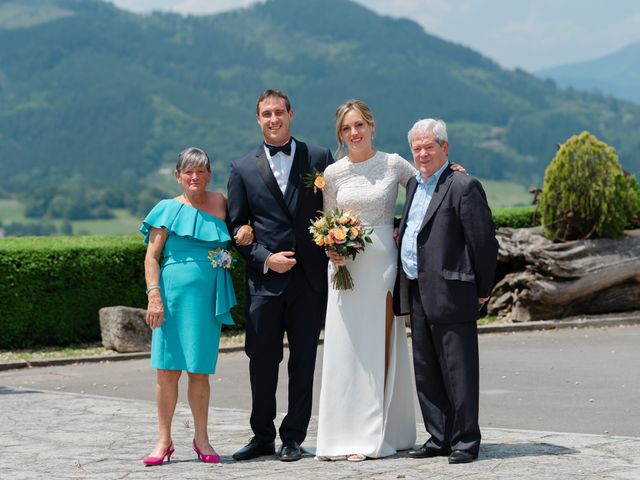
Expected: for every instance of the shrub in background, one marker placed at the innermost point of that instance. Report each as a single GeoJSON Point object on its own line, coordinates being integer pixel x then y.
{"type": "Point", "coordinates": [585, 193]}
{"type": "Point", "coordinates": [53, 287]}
==
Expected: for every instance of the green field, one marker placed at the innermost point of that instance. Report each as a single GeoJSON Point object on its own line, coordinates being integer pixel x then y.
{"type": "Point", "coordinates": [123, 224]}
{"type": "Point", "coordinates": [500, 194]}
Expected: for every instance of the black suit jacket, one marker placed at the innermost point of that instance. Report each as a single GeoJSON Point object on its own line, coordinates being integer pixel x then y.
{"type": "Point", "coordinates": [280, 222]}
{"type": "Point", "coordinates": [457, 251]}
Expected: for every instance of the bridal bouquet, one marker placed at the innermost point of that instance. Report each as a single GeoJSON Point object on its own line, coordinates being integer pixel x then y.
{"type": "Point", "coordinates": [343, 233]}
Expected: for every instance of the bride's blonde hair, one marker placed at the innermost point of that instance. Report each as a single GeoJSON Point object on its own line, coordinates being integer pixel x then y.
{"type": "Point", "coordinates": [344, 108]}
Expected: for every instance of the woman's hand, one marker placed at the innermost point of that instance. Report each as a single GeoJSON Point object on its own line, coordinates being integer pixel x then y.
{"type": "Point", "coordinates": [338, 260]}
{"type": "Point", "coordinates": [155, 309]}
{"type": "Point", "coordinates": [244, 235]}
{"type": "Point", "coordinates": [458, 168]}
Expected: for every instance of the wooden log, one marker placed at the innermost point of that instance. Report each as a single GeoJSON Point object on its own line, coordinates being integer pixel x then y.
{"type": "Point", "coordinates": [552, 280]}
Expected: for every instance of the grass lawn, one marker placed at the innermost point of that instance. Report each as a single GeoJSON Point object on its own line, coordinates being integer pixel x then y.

- [Written instruction] Please recast the stretch of rows that opens with the line containing "Expected: for every instance of the bridal" and closes with the line containing "Expected: for every instance of the grass", both included, as a JSON list of strings with one string per line, skipping blank lines.

- [Answer to the task]
[
  "Expected: for every instance of the bridal bouquet, one marker placed at the innermost point of that instance. Report each as a single GeoJSON Point object on its own line, coordinates being integer pixel x then y.",
  "{\"type\": \"Point\", \"coordinates\": [343, 233]}",
  "Expected: for every instance of the bride's blonde hair, one marker placed at the innermost point of that instance. Report each as a single GeoJSON Point object on its own line, coordinates being integer pixel x then y.",
  "{\"type\": \"Point\", \"coordinates\": [344, 108]}",
  "Expected: for every instance of the woman's hand, one marker placed at the innermost point of that instance. Report each as a single GeoJSON Point object on its own line, coordinates being integer pixel x then y.",
  "{\"type\": \"Point\", \"coordinates\": [338, 260]}",
  "{\"type\": \"Point\", \"coordinates\": [155, 309]}",
  "{\"type\": \"Point\", \"coordinates\": [244, 235]}",
  "{\"type\": \"Point\", \"coordinates\": [458, 168]}",
  "Expected: for every instance of the wooden log, one marker placed at the innermost point of that instance. Report each as a single GeoJSON Point object on its own line, coordinates being integer pixel x then y.",
  "{\"type\": \"Point\", \"coordinates\": [552, 280]}",
  "Expected: for every instance of the grass lawn, one marker placed at the innermost point of that instance. Report each as a single GeoJSON Point object on its own line, coordinates being integer pixel x then y."
]